### Information given
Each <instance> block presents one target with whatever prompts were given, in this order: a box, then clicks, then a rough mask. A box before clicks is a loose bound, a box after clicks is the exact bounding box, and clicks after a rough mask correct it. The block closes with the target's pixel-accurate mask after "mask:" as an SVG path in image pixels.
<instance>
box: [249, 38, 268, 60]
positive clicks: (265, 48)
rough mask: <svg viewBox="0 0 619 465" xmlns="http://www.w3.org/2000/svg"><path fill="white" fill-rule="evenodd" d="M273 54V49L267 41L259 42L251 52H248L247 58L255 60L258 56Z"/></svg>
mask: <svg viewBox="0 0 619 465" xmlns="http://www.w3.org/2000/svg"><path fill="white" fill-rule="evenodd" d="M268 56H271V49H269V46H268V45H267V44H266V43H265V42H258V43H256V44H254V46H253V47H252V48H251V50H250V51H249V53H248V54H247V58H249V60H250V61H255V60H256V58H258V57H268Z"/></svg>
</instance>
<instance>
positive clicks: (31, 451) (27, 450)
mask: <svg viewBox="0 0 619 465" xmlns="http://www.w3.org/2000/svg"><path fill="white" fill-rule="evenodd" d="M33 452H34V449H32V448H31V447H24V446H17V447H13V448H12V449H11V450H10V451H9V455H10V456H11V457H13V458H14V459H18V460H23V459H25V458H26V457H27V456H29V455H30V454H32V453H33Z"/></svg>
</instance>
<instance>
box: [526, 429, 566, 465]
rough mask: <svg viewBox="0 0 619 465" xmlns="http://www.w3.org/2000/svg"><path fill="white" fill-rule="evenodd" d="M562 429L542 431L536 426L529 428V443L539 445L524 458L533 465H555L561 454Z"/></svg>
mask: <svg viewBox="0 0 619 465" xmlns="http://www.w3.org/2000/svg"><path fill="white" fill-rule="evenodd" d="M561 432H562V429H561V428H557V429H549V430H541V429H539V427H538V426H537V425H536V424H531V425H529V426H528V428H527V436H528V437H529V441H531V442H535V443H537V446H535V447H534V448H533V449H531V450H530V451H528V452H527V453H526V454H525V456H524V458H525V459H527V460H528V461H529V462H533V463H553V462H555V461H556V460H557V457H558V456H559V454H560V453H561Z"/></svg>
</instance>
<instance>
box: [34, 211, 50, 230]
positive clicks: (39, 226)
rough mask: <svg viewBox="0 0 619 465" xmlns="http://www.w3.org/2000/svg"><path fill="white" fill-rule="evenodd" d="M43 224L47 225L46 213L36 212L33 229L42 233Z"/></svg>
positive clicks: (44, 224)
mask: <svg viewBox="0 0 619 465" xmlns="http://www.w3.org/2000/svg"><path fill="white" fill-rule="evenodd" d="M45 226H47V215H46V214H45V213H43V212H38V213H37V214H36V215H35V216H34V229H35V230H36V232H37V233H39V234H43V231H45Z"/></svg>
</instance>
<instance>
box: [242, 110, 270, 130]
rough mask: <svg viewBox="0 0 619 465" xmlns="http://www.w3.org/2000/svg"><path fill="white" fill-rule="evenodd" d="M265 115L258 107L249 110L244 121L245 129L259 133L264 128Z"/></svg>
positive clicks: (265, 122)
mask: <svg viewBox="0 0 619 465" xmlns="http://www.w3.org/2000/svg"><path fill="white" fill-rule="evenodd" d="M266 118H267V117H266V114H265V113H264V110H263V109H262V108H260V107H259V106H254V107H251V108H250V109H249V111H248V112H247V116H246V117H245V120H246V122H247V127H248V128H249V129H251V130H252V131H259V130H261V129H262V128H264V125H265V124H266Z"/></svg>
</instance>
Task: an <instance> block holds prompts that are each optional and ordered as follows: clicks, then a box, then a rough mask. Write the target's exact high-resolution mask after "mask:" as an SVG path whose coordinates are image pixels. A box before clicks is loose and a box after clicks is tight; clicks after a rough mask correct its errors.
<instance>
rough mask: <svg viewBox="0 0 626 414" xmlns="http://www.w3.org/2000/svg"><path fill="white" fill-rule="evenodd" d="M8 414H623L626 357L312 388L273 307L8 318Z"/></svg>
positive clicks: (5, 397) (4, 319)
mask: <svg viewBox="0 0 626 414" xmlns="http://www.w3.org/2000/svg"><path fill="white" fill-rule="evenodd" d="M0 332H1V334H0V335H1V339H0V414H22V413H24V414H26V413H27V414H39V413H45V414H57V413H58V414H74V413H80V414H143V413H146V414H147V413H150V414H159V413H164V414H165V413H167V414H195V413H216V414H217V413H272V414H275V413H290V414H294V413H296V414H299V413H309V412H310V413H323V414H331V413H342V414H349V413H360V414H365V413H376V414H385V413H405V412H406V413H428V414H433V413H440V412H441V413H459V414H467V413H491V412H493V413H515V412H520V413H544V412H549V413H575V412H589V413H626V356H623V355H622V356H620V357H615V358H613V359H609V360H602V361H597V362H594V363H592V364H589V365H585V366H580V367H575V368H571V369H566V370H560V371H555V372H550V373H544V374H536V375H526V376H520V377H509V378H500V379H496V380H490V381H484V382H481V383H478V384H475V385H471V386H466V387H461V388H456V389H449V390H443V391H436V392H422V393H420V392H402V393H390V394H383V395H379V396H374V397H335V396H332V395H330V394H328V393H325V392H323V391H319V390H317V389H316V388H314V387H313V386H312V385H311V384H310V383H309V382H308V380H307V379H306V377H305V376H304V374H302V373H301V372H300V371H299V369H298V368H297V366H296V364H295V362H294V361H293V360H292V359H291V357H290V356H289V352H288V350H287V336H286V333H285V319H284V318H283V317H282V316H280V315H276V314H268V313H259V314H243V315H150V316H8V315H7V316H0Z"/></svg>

### Goal of the exercise
Taking the entries above, print exactly the lines starting at the line with "box: [34, 211, 50, 230]" and ending at the line with "224L47 225L46 213L36", both included.

### Solution for this exercise
box: [34, 211, 50, 230]
positive clicks: (39, 226)
rough mask: <svg viewBox="0 0 619 465" xmlns="http://www.w3.org/2000/svg"><path fill="white" fill-rule="evenodd" d="M43 224L47 225L46 213L36 212L33 229L42 233Z"/></svg>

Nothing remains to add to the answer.